## Information

※ ※ ※

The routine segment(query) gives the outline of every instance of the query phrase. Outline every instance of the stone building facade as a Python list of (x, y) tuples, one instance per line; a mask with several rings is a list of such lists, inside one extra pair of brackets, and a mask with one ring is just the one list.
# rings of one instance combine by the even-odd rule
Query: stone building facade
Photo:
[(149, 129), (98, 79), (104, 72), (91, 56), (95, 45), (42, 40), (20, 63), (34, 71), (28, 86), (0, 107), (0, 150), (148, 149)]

※ ※ ※

In full and word for word, output the material.

The routine segment(query) gives the outline of every instance of the query phrase. Outline every instance of the stone building facade as a Python list of (x, y) tuples, one instance per line; a mask with several rings is a list of such lists, inside one extra pair of brackets, and a mask with one ring is just the one list.
# rings of one instance combine by the even-odd rule
Query: stone building facade
Photo:
[(149, 129), (98, 79), (104, 72), (91, 56), (95, 45), (42, 40), (20, 63), (34, 71), (28, 86), (0, 107), (0, 150), (148, 149)]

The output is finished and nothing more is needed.